Your task: Your answer should consist of the lines in the listing that hold "ceiling".

The records:
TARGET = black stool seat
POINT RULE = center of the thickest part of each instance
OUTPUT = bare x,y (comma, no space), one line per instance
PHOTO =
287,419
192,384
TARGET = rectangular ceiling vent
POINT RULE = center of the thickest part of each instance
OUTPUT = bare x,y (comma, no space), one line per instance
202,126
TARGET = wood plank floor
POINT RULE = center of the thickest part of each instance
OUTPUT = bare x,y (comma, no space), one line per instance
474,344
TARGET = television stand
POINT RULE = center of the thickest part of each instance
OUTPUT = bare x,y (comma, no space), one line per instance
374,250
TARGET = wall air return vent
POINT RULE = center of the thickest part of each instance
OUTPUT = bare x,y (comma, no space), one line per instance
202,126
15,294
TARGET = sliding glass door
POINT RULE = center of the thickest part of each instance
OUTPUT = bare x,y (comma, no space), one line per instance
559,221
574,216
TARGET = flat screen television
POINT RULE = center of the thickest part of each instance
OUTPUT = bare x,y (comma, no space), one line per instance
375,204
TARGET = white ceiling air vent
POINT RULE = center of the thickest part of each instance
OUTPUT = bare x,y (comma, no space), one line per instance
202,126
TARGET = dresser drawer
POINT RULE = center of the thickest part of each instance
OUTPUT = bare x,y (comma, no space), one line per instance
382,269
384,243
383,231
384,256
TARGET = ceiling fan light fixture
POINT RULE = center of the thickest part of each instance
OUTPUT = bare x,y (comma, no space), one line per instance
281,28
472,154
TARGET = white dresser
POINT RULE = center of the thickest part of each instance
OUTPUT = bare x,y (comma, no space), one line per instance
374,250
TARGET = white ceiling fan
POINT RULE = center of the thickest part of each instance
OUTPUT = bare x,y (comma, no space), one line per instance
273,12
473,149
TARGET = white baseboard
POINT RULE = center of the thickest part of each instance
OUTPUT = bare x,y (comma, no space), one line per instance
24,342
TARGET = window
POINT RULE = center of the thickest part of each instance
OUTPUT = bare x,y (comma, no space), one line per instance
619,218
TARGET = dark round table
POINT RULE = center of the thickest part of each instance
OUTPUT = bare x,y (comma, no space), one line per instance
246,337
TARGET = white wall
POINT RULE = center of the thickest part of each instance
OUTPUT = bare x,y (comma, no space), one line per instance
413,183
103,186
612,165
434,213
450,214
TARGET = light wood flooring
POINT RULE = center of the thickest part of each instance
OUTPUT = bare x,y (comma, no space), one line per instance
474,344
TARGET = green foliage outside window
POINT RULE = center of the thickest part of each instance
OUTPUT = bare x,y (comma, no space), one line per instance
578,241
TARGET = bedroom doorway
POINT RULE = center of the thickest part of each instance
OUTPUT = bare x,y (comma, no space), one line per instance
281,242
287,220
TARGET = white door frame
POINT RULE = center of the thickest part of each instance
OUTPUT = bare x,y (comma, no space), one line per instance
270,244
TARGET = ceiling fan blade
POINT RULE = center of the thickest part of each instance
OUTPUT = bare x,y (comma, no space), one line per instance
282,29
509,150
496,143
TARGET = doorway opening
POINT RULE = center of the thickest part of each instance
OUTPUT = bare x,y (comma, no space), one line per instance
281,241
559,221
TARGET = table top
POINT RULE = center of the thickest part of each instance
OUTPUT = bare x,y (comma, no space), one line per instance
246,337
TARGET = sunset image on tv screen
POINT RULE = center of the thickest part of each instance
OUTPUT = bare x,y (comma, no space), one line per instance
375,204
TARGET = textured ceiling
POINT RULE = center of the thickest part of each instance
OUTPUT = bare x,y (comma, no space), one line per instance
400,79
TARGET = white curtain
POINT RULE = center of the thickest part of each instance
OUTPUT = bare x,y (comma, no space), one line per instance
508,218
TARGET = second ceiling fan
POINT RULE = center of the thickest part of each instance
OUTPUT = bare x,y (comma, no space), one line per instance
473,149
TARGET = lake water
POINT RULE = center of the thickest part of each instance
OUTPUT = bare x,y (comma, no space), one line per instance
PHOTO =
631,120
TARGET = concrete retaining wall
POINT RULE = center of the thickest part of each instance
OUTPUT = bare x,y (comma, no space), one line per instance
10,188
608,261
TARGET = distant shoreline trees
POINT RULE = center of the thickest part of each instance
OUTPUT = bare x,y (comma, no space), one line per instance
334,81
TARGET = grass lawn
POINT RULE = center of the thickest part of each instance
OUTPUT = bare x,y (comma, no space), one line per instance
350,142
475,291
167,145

Exercise result:
TARGET = rectangular ceiling vent
TARGET = white ceiling air vent
TARGET = ceiling fan light fixture
TARGET = white ceiling fan
TARGET = ceiling fan blade
TARGET = textured ceiling
TARGET = second ceiling fan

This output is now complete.